INSTRUÇÕES DE TRABALHO:
(A) No trecho sobre a tese do TJ-MG, reescreva em forma de lista, e de modo mais breve, o parágrafo que começa com "O TJ-MG fixou, ainda". Mantenha os fatos principais.
(B) Edite o trecho sobre a tese do TJ-MG começando em "O TJ-MG fixou, ainda, algumas" e seguindo até "tutela de urgência.". Nessa parte, troque "consumidor" por "cliente".
(C) Dê continuidade ao trecho sobre a tese do TJ-MG a partir do ponto em que ele termina.

TRECHO SELECIONADO:
###
O TJ-MG fixou, ainda, algumas hipóteses em que tal prova é desnecessária, ao menos de pronto. É o exemplo da ausência de reposta a requerimento administrativo do consumidor após dez dias úteis de seu registro, situação na qual restará configurado o interesse de agir. Por sua vez, existindo risco de perecimento de direito (como iminente transcurso do prazo decadencial ou prescricional), é possível o ajuizamento da ação e posterior comprovação da tentativa de solução extrajudicial, desde que esta ocorra em até 30 dias úteis contados da decisão que analisou o pedido de tutela de urgência.
Houve a modulação dos efeitos da tese, com definição de parâmetros para sua aplicação às ações em curso.
###
(Linhas do conjunto de dados sobre onde os objetos aparecem)
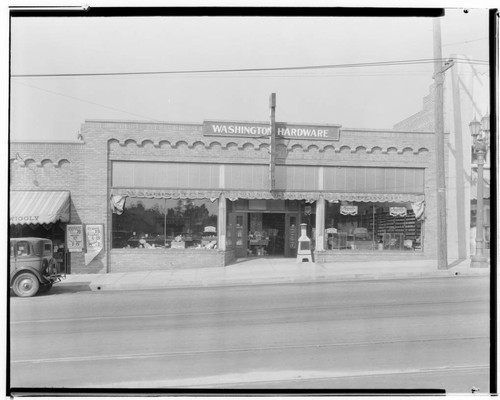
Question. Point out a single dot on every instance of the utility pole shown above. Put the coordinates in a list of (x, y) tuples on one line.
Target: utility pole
[(272, 142), (442, 251)]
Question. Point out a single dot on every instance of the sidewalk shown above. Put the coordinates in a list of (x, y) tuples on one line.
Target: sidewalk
[(270, 271)]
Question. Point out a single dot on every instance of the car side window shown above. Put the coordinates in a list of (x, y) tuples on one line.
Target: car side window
[(22, 249), (47, 249)]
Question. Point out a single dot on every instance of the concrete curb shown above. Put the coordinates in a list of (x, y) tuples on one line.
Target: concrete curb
[(115, 285)]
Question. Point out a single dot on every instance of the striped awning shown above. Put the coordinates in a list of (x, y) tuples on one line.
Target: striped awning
[(38, 207)]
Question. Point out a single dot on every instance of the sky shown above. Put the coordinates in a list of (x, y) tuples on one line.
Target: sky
[(53, 108)]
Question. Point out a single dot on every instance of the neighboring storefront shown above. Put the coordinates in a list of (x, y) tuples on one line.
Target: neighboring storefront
[(160, 196)]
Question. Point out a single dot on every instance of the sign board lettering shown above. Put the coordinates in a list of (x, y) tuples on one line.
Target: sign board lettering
[(397, 211), (289, 131), (349, 210)]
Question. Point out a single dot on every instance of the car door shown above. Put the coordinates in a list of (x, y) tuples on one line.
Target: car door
[(23, 255), (12, 258)]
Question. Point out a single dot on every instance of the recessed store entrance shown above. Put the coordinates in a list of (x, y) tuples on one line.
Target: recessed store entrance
[(264, 232)]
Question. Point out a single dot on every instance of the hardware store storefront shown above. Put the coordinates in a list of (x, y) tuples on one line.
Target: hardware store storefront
[(190, 195)]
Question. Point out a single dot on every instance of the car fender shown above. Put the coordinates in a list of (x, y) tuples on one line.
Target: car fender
[(27, 269)]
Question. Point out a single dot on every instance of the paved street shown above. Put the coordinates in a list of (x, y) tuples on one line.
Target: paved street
[(420, 333)]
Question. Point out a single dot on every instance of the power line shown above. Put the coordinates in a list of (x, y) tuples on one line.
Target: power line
[(244, 70), (88, 102)]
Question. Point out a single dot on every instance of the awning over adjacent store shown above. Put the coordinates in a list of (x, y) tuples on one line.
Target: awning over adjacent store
[(486, 185), (39, 207)]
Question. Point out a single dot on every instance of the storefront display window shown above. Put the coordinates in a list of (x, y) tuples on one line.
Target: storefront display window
[(371, 227), (166, 223)]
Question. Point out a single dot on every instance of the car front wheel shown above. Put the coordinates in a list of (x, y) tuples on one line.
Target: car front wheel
[(26, 285)]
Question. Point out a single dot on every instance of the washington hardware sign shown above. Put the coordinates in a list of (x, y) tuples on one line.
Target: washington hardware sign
[(314, 132)]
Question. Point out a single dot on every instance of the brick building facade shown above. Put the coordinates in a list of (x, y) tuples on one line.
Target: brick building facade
[(180, 186)]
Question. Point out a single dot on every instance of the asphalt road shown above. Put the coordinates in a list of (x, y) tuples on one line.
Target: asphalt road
[(395, 334)]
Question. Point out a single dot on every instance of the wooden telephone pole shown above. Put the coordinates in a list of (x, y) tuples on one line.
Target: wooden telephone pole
[(272, 142), (442, 244)]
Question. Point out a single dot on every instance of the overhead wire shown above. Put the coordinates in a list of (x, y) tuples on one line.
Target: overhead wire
[(264, 69), (89, 102)]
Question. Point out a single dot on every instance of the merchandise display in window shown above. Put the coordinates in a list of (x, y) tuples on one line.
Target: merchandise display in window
[(372, 226), (165, 223)]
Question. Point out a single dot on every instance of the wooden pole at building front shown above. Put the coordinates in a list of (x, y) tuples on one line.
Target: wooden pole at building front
[(272, 143), (442, 251)]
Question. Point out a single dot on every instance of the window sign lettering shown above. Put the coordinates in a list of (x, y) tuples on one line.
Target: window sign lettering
[(397, 211), (349, 210)]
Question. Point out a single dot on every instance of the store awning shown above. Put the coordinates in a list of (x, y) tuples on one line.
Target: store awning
[(38, 207), (486, 185)]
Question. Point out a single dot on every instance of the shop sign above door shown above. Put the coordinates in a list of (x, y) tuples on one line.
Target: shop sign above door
[(349, 210), (289, 131)]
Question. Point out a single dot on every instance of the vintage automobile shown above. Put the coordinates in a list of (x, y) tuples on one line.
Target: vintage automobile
[(33, 268)]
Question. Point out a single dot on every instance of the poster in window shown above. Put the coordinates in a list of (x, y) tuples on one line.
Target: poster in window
[(74, 238), (94, 237)]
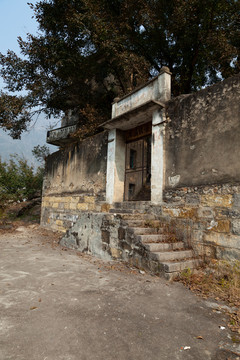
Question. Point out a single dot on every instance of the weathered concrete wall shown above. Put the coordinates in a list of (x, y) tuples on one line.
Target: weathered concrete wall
[(107, 236), (75, 181), (202, 172), (202, 138), (207, 218)]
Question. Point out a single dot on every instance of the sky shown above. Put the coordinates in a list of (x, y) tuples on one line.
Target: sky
[(16, 20)]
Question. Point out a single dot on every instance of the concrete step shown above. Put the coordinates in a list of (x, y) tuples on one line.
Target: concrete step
[(144, 230), (152, 238), (179, 266), (156, 247), (172, 255)]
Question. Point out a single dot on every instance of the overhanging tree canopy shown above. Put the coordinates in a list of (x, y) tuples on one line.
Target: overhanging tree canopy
[(87, 52)]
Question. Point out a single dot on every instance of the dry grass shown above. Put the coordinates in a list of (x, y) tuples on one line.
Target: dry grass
[(221, 280)]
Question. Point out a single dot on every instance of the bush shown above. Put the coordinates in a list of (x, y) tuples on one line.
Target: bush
[(18, 180)]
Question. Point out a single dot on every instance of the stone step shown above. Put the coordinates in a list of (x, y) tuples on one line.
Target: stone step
[(152, 238), (172, 255), (179, 266), (144, 230), (156, 247)]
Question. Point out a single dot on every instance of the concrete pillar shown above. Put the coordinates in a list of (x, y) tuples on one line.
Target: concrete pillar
[(115, 167), (157, 160), (164, 84)]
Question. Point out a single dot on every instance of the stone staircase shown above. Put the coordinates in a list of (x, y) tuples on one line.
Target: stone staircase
[(162, 253)]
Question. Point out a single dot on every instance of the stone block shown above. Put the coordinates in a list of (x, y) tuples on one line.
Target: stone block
[(91, 207), (180, 212), (66, 206), (82, 206), (221, 226), (105, 207), (74, 199), (89, 199), (236, 227), (192, 199), (205, 212), (73, 206), (105, 236), (116, 253), (59, 222), (217, 200), (121, 233), (236, 200)]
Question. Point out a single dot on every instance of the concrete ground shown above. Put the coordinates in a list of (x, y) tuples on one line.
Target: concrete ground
[(57, 305)]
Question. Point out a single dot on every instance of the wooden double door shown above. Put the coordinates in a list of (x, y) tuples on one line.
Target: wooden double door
[(138, 170)]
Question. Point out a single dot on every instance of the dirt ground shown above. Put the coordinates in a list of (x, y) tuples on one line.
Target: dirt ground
[(56, 304)]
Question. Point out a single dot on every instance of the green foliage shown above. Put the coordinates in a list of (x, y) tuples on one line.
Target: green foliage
[(41, 152), (87, 52), (18, 180)]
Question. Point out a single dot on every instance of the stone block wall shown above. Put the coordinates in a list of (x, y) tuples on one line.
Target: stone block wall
[(107, 236), (202, 144), (206, 218), (75, 181)]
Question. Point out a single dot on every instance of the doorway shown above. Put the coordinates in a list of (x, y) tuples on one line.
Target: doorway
[(138, 170)]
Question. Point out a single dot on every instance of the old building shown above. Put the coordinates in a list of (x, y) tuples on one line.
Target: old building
[(160, 186)]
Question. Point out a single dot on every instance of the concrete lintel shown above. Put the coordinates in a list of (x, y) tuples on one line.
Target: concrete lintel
[(134, 117)]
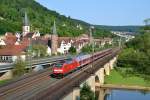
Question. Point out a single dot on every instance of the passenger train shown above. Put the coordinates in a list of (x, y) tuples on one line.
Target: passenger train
[(62, 68)]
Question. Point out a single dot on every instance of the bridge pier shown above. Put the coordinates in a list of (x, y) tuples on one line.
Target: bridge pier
[(107, 69), (74, 95), (91, 82), (112, 62), (6, 75)]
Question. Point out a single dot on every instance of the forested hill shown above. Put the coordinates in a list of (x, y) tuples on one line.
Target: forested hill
[(41, 18), (120, 28)]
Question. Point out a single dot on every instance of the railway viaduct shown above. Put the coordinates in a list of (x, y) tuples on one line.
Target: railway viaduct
[(95, 80), (40, 86), (6, 70)]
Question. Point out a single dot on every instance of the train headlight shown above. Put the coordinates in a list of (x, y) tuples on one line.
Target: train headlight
[(58, 70)]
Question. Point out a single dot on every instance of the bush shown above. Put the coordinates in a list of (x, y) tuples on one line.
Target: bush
[(19, 68)]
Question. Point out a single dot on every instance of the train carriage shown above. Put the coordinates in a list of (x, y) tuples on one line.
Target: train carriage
[(64, 67)]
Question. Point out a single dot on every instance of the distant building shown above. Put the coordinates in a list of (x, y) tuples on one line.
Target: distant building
[(54, 40), (10, 53), (26, 26)]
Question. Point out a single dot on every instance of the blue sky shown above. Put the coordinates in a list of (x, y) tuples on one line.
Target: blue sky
[(102, 12)]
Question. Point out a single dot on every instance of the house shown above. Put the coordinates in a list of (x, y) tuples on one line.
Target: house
[(10, 53)]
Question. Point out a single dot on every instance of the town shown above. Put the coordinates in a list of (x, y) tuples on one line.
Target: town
###
RESPOSTAS ESPERADAS:
(A)
Hipóteses em que o TJ-MG dispensa a prova, ao menos de início:
- Não há resposta a requerimento administrativo do consumidor dez dias úteis após o registro. Nesse caso, fica configurado o interesse de agir.
- Há risco de perecimento de direito, como o prazo decadencial ou prescricional prestes a transcorrer. Nesse caso, a ação pode ser ajuizada, e a tentativa de solução extrajudicial pode ser comprovada depois. O prazo é de até 30 dias úteis, contados da decisão que analisou o pedido de tutela de urgência.

(B)
O TJ-MG fixou, ainda, algumas hipóteses em que tal prova é desnecessária, ao menos de pronto. É o exemplo da ausência de reposta a requerimento administrativo do cliente após dez dias úteis de seu registro, situação na qual restará configurado o interesse de agir. Por sua vez, existindo risco de perecimento de direito (como iminente transcurso do prazo decadencial ou prescricional), é possível o ajuizamento da ação e posterior comprovação da tentativa de solução extrajudicial, desde que esta ocorra em até 30 dias úteis contados da decisão que analisou o pedido de tutela de urgência.

(C)
O IRDR e a tese fixada
O IRDR foi suscitado de ofício pelo desembargador José Augusto Lourenço dos Santos, nos autos de recurso de apelação do qual é relator e cuja controvérsia compreende o indeferimento de petição inicial de ação consumerista por carência de interesse processual, “em razão de ausência de demonstração de prévia tentativa de solução extrajudicial, via Procon, Cejusc, plataforma consumidor.gov ou outro”. Para o desembargador José Augusto Lourenço dos Santos, trata-se de controvérsia que é reiteradamente objeto de recursos submetidos ao TJ-MG, havendo risco à isonomia e à segurança jurídica, pois há significativo entendimento de juízes de primeira instância contrário à posição majoritária do TJ-MG.
O incidente foi admitido, por maioria, em 26 de maio de 2023, sob relatoria do desembargador José Marcos Rodrigues Vieira. No curso do IRDR, houve a habilitação e manifestação de amicus curiae, bem como a promoção de audiência pública da qual participaram diversos especialistas sobre a temática objeto do IRDR.
A 2ª Seção Cível do TJ-MG, por maioria, acompanhou o voto proferido pela desembargadora Lílian Maciel, a qual votou favoravelmente à necessidade de prévio requerimento administrativo junto ao fornecedor antes do ajuizamento de ação judicial que verse sobre relação consumerista prestacional.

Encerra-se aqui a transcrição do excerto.